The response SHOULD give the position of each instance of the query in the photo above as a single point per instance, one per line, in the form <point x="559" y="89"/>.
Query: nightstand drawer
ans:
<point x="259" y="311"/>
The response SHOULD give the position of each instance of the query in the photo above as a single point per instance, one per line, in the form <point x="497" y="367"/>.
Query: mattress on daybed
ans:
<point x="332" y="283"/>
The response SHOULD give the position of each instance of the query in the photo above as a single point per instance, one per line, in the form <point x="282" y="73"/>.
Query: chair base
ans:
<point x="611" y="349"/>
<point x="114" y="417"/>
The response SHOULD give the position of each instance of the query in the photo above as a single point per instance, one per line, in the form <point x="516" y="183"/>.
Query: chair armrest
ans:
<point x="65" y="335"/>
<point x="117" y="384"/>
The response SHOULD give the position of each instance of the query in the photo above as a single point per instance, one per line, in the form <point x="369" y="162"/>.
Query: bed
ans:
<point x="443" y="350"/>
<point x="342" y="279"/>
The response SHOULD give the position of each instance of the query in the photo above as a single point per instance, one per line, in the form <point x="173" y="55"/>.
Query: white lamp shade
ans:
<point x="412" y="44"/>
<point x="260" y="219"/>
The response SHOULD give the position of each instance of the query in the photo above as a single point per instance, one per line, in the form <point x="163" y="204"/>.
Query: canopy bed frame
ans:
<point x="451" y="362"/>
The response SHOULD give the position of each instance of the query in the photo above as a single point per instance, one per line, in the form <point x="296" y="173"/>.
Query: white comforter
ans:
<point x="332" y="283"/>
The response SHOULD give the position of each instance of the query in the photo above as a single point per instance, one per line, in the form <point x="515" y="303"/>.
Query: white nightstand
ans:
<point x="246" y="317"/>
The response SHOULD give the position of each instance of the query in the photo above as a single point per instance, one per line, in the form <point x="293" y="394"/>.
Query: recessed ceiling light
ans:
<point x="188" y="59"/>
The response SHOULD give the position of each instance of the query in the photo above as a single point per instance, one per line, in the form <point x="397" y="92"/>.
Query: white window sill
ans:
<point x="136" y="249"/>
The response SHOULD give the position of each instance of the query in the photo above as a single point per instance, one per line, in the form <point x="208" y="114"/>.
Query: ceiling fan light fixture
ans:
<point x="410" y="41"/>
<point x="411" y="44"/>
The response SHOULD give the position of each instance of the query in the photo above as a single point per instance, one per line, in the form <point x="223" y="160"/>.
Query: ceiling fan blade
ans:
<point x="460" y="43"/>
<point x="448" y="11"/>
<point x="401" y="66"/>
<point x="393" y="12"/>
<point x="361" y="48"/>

## TASK DESCRIPTION
Every line above in which the word "light" is present must be copied into the answer.

## REPLY TO THE TASK
Query: recessed ceiling light
Query: ceiling fan light fixture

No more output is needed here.